## What is required
Select each line in the material below that contains the word "white" and copy those lines.

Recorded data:
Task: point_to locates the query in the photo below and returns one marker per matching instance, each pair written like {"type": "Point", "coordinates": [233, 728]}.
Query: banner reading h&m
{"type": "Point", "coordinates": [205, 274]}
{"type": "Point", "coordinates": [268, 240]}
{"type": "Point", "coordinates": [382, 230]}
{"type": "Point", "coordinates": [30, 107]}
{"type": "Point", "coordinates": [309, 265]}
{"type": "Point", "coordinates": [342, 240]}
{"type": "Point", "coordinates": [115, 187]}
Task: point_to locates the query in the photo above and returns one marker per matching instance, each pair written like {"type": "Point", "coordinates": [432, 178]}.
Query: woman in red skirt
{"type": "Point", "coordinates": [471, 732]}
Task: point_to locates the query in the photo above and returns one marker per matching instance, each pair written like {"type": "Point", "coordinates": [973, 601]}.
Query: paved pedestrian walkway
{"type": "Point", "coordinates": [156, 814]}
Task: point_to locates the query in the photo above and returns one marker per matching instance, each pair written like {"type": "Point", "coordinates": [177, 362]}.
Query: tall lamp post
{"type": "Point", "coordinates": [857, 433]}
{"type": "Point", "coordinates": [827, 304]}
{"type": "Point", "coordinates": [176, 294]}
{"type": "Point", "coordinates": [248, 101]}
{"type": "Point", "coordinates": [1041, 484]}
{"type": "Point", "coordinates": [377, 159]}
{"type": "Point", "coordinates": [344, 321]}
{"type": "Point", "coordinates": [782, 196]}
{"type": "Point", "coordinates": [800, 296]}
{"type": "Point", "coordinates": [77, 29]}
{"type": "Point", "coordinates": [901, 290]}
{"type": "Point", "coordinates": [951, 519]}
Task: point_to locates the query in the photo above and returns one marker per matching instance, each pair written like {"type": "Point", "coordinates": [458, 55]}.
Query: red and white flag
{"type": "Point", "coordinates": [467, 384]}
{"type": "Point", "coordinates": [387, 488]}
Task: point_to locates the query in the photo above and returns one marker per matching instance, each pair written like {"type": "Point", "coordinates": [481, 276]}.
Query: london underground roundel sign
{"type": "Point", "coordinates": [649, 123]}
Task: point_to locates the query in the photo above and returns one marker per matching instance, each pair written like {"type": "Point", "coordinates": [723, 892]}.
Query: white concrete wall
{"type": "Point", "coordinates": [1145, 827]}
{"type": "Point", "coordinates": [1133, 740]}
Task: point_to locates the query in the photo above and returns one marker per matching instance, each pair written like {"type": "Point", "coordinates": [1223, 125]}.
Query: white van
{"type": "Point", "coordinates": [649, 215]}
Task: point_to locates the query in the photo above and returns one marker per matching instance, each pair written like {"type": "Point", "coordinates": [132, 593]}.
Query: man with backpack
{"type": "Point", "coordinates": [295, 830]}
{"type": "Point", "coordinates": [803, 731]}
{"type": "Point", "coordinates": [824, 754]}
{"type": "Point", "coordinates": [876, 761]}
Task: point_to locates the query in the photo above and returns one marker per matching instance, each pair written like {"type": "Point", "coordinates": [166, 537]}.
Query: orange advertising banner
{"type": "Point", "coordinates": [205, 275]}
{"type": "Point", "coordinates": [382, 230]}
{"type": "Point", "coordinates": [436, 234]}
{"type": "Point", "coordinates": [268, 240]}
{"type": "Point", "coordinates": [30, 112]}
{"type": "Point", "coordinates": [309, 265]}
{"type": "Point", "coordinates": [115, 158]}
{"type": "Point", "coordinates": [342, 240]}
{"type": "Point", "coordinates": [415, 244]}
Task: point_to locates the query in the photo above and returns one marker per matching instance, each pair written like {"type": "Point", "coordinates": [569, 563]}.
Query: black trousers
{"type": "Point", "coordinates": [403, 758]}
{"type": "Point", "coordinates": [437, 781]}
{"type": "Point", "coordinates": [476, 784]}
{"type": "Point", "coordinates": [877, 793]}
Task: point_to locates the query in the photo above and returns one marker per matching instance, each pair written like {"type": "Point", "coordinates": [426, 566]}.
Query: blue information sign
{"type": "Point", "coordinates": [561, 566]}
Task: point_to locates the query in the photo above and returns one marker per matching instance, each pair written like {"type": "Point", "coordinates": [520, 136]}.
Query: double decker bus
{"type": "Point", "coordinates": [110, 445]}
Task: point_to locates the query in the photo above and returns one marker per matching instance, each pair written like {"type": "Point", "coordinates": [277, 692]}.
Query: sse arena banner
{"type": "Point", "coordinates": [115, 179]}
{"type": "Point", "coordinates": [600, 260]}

## Task output
Query: red and white flag
Query: white concrete wall
Query: white van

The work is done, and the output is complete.